== Consigne a ==
Recopiez le listing en commençant par sa première ligne et en terminant par la ligne contenant « Trace every instance », incluse. Remplacez « outline » par « boundary » sans rien modifier d'autre.

== Extrait ==
======

Intuitionner cette conscience pure est une expérience difficile. Fichte a énormément insisté sur le fait qu’elle ne pouvait être simplement expliquée, qu’il fallait l’expérimenter pour la saisir.

En effet, elle n’est possible qu’en faisant abstraction de tout sauf de l’essentiel, en nous décentrant à proprement parler, pour passer du moi psychologique (SO) au moi pur (✴︎), plonger en cette lumière qui se révèle alors à nous comme une énergie, une source d’illimité, une réalité créatrice qui à la fois nous constitue et nous dépasse infiniment.

L'ego je prend conscience, émerveillé, que sa source vient d’au-delà de lui-même ET qu’il est, fondamentalement et d'une certaine façon, de même nature qu’elle. Le petit je comprend qu’il doit son existence et son fonctionnement au Grand Je dont il est, d'une certaine façon que j'expliciterai plus loin, la copie, le modèle réduit ET l’expression.

======

== Listing présenté ==
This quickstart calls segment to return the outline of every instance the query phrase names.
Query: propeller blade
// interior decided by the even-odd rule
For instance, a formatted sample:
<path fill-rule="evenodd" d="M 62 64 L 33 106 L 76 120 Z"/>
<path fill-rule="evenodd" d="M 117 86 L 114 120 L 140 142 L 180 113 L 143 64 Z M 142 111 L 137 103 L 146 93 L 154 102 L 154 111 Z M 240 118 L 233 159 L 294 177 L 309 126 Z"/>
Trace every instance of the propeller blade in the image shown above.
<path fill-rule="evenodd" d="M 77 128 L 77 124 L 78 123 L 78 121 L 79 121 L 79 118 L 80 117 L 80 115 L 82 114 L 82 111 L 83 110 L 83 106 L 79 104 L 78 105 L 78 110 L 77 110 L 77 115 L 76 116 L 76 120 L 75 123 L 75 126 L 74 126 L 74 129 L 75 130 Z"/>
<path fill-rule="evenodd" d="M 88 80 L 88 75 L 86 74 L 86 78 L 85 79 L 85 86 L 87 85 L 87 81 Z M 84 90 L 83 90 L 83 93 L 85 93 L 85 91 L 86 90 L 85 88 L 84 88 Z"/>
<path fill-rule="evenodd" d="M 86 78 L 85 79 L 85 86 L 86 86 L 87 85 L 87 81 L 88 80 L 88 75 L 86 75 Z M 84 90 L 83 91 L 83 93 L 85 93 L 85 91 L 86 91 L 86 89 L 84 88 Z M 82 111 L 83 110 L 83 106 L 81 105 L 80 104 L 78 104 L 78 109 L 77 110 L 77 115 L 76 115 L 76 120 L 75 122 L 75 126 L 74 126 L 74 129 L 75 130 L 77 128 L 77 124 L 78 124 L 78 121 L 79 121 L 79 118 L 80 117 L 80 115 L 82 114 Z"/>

======

== Consigne b ==
D'après l'extrait, qu'est le petit je par rapport au Grand Je ? Énumérez chacun des termes employés.

== Réponse complète a ==
This quickstart calls segment to return the boundary of every instance the query phrase names.
Query: propeller blade
// interior decided by the even-odd rule
For instance, a formatted sample:
<path fill-rule="evenodd" d="M 62 64 L 33 106 L 76 120 Z"/>
<path fill-rule="evenodd" d="M 117 86 L 114 120 L 140 142 L 180 113 L 143 64 Z M 142 111 L 137 103 L 146 93 L 154 102 L 154 111 Z M 240 118 L 233 159 L 294 177 L 309 126 Z"/>
Trace every instance of the propeller blade in the image shown above.

== Réponse complète b ==
la copie, le modèle réduit, l'expression